(ZU ERLEDIGENDE AUFGABEN)
1. Überarbeite im Forumsthread zur MZ 66 alles von „# Switch SL“ bis hinunter zu „mit 170mm ausstatten?“. Ersetze dabei „Hinterbau“ durch „Rahmenhinterbau“.
2. Führe den Forumsthread zur MZ 66 im Anschluss an seinen letzten Satz fort.

(ZITIERTER TEXTAUSZUG)
# Switch SL mit MZ66 aufrüsten?



## iNSANE! (25. Mai 2005)

Hallo,

nachdem ich mein Endurolastiges Switch SL etwas mehr Richtung HC FR trimmen will bin ich am überlegen ob ich mir eine MZ 66 einbaue - denn die Z1 FR SL entäuscht bisher etwas (anderers Thema)
Jedenfalls meine Frage: Soll ich die mit 150 oder mit 170 mm fahren? Was denkt ihr? Ist der (Luftgefederte) Hinterbau dann nicht überfordert? Wie fahren sich Bikes mit hinten "weniger" Hub? Ist das nicht unhomogen? Denn normal hat man doch wenn dann hinten mehr - oder ist das Wurscht? Kann man das SWITCH hinten mit 170mm ausstatten?
Danke für Tipps und Eindrücke! Felix


----------



## blaubaer (25. Mai 2005)

> Wie fahren sich Bikes mit hinten "weniger" Hub?


sehr gut, hab neu auch eins mit hinten 150mm und vorne 170mm ( 66er RC ), bergauf gibts einfach eine grenze, die man schnell selber rausfindet bis wieviel % steigung fahrbar ist, kommt aber auch noch auf die geo und Rahmengrösse an 



> denn die Z1 FR SL entäuscht bisher etwas


kenn ich, fahr diese auch in meinem Slayer, wenn du wechselst sind das Welten, sehr viel steiffer, besser ausgeglichener federweg, besseres ansprechverhalten, usw...



> Soll ich die mit 150 oder mit 170 mm fahren?

(DATENAUSZUG)
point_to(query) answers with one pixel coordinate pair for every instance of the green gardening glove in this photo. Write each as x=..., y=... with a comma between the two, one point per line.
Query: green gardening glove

(DIE ANTWORTEN)
1.
# Switch SL mit MZ66 aufrüsten?



## iNSANE! (25. Mai 2005)

Hallo,

nachdem ich mein Endurolastiges Switch SL etwas mehr Richtung HC FR trimmen will bin ich am überlegen ob ich mir eine MZ 66 einbaue - denn die Z1 FR SL entäuscht bisher etwas (anderers Thema)
Jedenfalls meine Frage: Soll ich die mit 150 oder mit 170 mm fahren? Was denkt ihr? Ist der (Luftgefederte) Rahmenhinterbau dann nicht überfordert? Wie fahren sich Bikes mit hinten "weniger" Hub? Ist das nicht unhomogen? Denn normal hat man doch wenn dann hinten mehr - oder ist das Wurscht? Kann man das SWITCH hinten mit 170mm ausstatten?

2.
ich würd die 150er version besorgen, diese kannst du immer noch mal probeweise auf 170mm umbauen, erfordert zwar eine komplett zerlegung,


----------



## MTB-News.de




----------



## iNSANE! (26. Mai 2005)

Danke!
Aber Du sagst doch dass sich 150hi / 170vo gut fahren - warum dann der Tipp eher mit 150 zu fahren? Hat das einen Grund?
In der MTB Rider schreiben sie ja auch dass die 66RC voll rockt im Switch, aber der Hinterbau da schon fast am Limit ist...?!
Qual der Wahl...


----------



## blaubaer (26. Mai 2005)

iNSANE! schrieb:
			
		

> Danke!
> Aber Du sagst doch dass sich 150hi / 170vo gut fahren - warum dann der Tipp eher mit 150 zu fahren? Hat das einen Grund?



bei mir ist`s vom rahmen her noch gut fahrbar, da ich einen 18" hab, glaub bei einem kleineren würd das nicht mehr so gut dastehen, von der geometrie her 

hatte die 66er am anfang auch mit 150mm und probierte dann mit 170mm und so gefällts mir /fährts sich besser, denn 2cm federweg kann mann immer brauchen


----------



## iNSANE! (26. Mai 2005)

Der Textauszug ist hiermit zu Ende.